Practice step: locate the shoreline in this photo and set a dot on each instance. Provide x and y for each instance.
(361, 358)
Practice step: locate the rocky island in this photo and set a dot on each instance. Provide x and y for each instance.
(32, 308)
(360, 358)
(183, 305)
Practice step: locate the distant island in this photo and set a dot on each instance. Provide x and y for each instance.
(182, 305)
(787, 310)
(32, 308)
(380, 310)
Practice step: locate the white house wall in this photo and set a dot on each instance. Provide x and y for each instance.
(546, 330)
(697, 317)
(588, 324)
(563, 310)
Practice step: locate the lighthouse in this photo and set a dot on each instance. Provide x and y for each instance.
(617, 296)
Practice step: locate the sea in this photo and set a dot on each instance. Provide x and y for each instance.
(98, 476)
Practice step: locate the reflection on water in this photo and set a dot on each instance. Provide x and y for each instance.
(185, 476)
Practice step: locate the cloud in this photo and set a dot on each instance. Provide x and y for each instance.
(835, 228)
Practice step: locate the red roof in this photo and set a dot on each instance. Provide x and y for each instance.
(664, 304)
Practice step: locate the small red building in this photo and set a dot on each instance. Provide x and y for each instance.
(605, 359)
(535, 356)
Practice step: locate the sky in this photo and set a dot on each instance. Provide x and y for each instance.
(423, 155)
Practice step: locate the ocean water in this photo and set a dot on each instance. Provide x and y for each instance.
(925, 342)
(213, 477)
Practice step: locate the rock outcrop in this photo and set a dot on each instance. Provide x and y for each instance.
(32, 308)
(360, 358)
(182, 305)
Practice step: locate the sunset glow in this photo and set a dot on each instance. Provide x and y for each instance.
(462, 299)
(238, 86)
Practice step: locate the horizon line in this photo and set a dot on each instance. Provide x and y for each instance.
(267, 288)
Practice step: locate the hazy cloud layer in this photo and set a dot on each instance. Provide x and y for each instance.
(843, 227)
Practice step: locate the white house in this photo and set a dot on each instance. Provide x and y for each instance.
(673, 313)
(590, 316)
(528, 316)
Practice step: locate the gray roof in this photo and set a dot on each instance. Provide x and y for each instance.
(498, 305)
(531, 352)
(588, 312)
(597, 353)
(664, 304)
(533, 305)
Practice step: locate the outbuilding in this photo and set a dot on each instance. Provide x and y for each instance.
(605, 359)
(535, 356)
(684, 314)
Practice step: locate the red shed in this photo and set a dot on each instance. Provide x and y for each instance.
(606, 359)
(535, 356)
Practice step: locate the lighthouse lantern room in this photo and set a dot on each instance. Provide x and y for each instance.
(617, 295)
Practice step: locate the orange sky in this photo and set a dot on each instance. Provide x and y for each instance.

Aim of the task> Set down all of the records shown above once more, exactly.

Written response>
Practice step: locate the shoreline in this photo and set a dot on each instance. Provide x and y for each instance.
(361, 358)
Practice step: locate the rocky island in this photo and set a dot on each instance. Provide x and y for each instance.
(32, 308)
(360, 358)
(183, 305)
Practice step: locate the distant island in this photo and set a dot on each instance. Provide x and y for each instance.
(182, 305)
(787, 310)
(32, 308)
(380, 310)
Practice step: locate the white house wall in this photo and set a dot on each instance. Provide x and y for each instance.
(546, 330)
(697, 317)
(588, 324)
(563, 310)
Practice step: locate the lighthouse in this photo and set a dot on each instance. Provide x and y for each instance.
(617, 296)
Practice step: locate the sea in this photo and set a dot on each instance. Provide x and y for each instance.
(98, 476)
Practice step: locate the reflection on water in this photo and set a dot on each instance. Provide x and y for each instance.
(185, 476)
Practice step: locate the cloud in this photo and set a dot on each instance. Provide x and y for each instance.
(835, 228)
Practice step: locate the red roof in this photo and set a dot on each instance. Provide x and y for each instance.
(664, 304)
Practice step: locate the small red building in this photo and set a dot on each instance. Provide x and y for each instance.
(605, 359)
(535, 356)
Practice step: locate the sky in this photo and set a dot on each instance. Provide x and y for each instance.
(423, 155)
Practice step: locate the ocean water in this photo and set a dot on each instance. Provide x and y for each instance.
(925, 342)
(213, 477)
Practice step: locate the rock outcrop in this photo and set a dot on each instance. Provide x and y for each instance.
(32, 308)
(360, 358)
(182, 305)
Practice step: locate the sunset glow in this photo and set a dot on each instance. Provide x and y for each instance.
(462, 299)
(238, 86)
Practice step: locate the horizon line in this photo and set a dot on each instance. Provide x and y for each instance.
(267, 288)
Practice step: locate the hazy cloud layer in this photo and set a dot on each instance. Provide x and y for each instance.
(843, 227)
Practice step: locate the white house in this photo and set a dot on each instance. Provide x and y for each instance.
(673, 313)
(590, 316)
(528, 316)
Practice step: locate the gray roof in this photo and set a dot on each instance. Provide x and y for each instance.
(498, 305)
(531, 352)
(588, 312)
(597, 353)
(664, 304)
(533, 305)
Practice step: locate the outbuilding in this photo and set a dot on each instance. Provide x and y for each instance.
(605, 359)
(535, 356)
(684, 314)
Practice step: locate the red shed in this photo and set a dot on each instance. Provide x and y for each instance.
(606, 359)
(535, 356)
Practice step: locate the lighthouse lantern room in this photo and set a dot on each instance. Provide x and y for each instance.
(617, 295)
Practice step: locate the orange sky in this photo and set a dot on each instance. Provide x and y for each instance.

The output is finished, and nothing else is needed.